Output the rows from the line with "request | drop a dot on each instance of the young" to the line with "[(350, 19)]", both included, as a JSON list of strings with one string per line and blank lines omitted.

Rows of data
= = = = = = =
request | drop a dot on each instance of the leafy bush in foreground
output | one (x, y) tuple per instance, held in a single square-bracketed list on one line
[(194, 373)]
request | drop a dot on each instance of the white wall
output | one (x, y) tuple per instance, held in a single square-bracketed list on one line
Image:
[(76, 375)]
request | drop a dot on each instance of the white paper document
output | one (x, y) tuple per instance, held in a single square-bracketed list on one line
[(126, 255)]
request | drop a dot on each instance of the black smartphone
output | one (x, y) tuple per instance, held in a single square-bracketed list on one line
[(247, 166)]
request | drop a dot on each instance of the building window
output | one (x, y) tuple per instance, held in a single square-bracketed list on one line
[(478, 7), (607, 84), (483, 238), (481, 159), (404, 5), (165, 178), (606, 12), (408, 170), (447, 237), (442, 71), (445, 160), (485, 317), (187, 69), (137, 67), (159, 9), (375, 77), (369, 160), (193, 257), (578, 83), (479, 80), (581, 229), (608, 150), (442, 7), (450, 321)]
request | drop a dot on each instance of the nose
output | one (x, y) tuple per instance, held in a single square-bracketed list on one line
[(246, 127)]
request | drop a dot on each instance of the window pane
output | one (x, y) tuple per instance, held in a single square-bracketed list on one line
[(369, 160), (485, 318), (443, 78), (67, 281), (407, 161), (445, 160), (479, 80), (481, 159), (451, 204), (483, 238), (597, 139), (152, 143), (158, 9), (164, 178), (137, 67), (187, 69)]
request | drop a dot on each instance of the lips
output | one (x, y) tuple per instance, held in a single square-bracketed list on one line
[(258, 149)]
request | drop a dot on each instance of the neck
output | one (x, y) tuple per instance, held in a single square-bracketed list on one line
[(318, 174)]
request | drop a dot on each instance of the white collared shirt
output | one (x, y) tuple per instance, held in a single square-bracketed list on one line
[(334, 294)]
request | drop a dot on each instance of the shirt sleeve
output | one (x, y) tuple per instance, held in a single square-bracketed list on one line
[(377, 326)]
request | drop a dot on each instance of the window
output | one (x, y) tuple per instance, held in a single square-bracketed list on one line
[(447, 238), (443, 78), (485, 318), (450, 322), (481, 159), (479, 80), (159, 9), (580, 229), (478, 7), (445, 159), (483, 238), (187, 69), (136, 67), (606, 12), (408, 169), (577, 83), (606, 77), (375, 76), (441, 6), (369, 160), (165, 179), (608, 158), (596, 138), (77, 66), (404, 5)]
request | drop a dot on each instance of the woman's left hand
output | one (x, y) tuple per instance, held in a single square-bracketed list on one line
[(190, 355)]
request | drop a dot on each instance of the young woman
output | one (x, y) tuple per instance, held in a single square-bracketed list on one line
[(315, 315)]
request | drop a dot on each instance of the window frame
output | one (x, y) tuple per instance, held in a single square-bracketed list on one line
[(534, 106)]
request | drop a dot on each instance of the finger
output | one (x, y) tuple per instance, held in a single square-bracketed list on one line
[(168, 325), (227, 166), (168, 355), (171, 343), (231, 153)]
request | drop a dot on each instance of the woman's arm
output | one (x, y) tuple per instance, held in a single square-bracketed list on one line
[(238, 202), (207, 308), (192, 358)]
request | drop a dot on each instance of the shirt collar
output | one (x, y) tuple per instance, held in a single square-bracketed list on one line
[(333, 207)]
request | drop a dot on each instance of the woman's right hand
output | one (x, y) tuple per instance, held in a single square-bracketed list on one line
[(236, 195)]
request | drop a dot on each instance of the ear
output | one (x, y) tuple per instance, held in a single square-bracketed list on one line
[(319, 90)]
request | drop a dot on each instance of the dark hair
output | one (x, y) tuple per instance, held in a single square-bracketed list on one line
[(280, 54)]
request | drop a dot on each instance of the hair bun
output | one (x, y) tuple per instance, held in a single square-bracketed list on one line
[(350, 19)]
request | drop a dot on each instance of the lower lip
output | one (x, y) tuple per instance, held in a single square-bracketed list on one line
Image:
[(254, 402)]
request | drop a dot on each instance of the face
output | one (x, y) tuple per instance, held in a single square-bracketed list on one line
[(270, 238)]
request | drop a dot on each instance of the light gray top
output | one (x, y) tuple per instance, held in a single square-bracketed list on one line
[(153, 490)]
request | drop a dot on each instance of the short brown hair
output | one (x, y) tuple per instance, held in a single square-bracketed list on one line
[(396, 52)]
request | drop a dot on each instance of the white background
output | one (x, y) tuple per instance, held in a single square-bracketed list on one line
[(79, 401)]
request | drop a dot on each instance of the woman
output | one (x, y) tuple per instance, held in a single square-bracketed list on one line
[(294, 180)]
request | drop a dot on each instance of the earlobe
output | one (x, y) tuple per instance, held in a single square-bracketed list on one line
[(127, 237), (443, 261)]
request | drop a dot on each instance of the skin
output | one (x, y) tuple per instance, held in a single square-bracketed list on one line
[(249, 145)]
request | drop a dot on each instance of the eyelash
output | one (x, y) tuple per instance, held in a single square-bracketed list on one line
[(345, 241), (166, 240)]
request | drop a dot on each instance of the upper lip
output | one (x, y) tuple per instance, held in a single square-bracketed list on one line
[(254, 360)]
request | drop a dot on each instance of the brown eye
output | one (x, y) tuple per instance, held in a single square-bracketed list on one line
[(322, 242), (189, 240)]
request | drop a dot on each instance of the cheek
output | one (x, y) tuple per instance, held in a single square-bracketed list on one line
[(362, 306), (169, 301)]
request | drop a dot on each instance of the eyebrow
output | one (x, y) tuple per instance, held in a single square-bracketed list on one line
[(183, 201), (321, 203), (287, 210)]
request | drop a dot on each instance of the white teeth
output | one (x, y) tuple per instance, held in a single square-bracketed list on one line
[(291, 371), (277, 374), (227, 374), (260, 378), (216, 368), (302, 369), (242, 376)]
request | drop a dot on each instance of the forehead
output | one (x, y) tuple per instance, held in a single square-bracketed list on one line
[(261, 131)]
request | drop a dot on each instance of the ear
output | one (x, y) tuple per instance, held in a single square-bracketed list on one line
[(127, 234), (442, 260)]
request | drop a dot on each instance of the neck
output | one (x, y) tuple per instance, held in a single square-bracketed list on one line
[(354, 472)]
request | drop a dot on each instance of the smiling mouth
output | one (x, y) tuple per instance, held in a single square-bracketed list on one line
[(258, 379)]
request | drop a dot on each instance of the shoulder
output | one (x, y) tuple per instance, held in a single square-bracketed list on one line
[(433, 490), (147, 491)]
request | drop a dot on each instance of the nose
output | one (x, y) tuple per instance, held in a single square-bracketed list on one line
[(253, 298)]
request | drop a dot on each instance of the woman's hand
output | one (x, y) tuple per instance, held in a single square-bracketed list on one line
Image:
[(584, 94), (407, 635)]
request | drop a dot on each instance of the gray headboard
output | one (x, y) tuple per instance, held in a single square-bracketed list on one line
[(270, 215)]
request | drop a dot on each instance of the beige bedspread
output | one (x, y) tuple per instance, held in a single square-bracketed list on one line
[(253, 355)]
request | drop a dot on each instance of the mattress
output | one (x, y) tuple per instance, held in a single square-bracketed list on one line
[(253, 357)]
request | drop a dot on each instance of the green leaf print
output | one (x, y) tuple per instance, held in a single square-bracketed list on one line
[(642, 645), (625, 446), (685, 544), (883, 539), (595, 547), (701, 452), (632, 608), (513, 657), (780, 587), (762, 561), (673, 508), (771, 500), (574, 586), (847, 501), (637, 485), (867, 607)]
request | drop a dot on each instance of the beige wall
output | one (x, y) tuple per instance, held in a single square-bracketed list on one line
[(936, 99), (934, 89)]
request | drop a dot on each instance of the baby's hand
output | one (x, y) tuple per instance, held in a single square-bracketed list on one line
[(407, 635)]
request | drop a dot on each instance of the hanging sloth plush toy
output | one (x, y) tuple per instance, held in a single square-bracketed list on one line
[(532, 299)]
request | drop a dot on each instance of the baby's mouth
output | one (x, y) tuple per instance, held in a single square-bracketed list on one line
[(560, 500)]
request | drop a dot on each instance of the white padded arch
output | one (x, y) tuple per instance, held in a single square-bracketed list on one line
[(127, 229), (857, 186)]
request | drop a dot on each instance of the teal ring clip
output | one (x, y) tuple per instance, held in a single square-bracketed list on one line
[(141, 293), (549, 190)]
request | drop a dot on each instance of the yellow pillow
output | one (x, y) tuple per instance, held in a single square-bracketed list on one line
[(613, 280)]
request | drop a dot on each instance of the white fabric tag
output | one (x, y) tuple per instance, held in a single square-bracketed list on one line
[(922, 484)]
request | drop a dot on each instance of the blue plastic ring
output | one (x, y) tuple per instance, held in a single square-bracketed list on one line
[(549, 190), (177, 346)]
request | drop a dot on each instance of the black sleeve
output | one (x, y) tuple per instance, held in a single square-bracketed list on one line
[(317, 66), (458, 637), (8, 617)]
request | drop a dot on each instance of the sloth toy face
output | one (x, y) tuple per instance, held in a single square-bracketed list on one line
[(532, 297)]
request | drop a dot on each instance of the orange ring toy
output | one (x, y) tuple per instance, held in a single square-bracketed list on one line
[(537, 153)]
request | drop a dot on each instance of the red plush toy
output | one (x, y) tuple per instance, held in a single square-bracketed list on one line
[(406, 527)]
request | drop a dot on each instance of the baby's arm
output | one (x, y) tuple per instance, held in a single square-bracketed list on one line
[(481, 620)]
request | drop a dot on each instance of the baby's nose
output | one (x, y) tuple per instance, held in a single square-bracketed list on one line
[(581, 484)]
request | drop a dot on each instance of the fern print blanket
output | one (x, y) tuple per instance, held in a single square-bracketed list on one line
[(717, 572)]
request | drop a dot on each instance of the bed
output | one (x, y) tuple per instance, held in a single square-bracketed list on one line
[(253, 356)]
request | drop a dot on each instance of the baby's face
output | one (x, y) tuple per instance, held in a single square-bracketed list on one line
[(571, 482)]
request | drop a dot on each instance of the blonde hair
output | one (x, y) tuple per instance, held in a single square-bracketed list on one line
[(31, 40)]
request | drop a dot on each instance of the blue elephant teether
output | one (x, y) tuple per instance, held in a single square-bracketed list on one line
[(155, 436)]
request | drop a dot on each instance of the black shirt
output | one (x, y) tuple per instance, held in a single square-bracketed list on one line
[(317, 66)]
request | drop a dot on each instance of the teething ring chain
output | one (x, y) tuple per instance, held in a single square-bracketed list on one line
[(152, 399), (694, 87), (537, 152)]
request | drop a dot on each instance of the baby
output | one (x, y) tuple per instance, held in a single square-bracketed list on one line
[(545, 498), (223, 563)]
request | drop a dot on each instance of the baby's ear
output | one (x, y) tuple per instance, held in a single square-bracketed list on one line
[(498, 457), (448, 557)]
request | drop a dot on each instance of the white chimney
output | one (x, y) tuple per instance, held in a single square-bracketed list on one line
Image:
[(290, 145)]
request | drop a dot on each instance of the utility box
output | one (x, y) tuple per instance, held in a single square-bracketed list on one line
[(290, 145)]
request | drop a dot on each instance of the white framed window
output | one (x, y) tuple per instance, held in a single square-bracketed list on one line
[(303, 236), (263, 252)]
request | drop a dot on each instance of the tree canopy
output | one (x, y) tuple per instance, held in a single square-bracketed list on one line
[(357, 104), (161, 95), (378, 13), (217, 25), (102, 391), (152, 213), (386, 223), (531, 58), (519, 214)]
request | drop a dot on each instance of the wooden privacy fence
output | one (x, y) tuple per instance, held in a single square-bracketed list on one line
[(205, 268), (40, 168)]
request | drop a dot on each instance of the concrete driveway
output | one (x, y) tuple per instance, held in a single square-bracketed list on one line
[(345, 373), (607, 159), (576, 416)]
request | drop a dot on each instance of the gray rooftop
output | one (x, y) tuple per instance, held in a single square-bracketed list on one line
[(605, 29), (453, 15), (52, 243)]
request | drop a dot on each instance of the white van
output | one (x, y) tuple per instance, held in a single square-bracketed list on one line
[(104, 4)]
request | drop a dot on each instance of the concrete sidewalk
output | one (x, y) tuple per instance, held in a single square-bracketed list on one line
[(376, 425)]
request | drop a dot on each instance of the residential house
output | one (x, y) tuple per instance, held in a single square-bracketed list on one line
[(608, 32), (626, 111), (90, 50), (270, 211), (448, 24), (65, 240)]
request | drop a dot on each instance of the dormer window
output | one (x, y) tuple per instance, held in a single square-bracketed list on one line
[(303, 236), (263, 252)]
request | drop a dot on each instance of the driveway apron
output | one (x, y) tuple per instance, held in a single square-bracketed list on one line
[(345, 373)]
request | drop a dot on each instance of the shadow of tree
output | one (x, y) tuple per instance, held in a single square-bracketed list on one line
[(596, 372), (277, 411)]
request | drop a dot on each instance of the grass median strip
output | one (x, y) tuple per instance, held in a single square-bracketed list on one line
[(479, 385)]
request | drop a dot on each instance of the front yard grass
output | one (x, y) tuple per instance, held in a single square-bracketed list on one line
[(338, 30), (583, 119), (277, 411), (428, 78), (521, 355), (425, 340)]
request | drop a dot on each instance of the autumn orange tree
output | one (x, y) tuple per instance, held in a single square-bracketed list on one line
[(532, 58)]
= = = = = = =
● **Solution to the problem**
[
  "request | drop a dot on each instance of the young woman",
  "output | one (x, y) tuple per instance, held in a single square-bracketed list on one line",
  "[(315, 315)]",
  "request | drop a dot on each instance of the window frame",
  "output | one (x, y) tuple per instance, held in a single square-bracketed list on one line",
  "[(534, 106)]",
  "request | drop a dot on each instance of the finger",
  "output | one (x, y) tuple per instance, held in a single square-bracketed list on one line",
  "[(168, 325), (227, 166), (168, 355), (171, 343), (231, 153)]",
  "request | drop a dot on each instance of the woman's arm",
  "output | one (x, y) tuple per instance, held in a single square-bracketed list on one line",
  "[(238, 202), (207, 308), (192, 358)]",
  "request | drop a dot on each instance of the shirt collar",
  "output | one (x, y) tuple per instance, held in a single square-bracketed list on one line",
  "[(333, 207)]",
  "request | drop a dot on each instance of the woman's right hand",
  "output | one (x, y) tuple per instance, held in a single square-bracketed list on one line",
  "[(236, 195)]",
  "request | drop a dot on each instance of the ear",
  "output | one (x, y) tuple per instance, held in a single square-bracketed list on one line",
  "[(319, 90)]",
  "request | drop a dot on each instance of the dark hair",
  "output | one (x, y) tuple per instance, held in a single square-bracketed list on one line",
  "[(280, 54)]",
  "request | drop a dot on each instance of the hair bun",
  "output | one (x, y) tuple per instance, held in a single square-bracketed list on one line",
  "[(350, 19)]"
]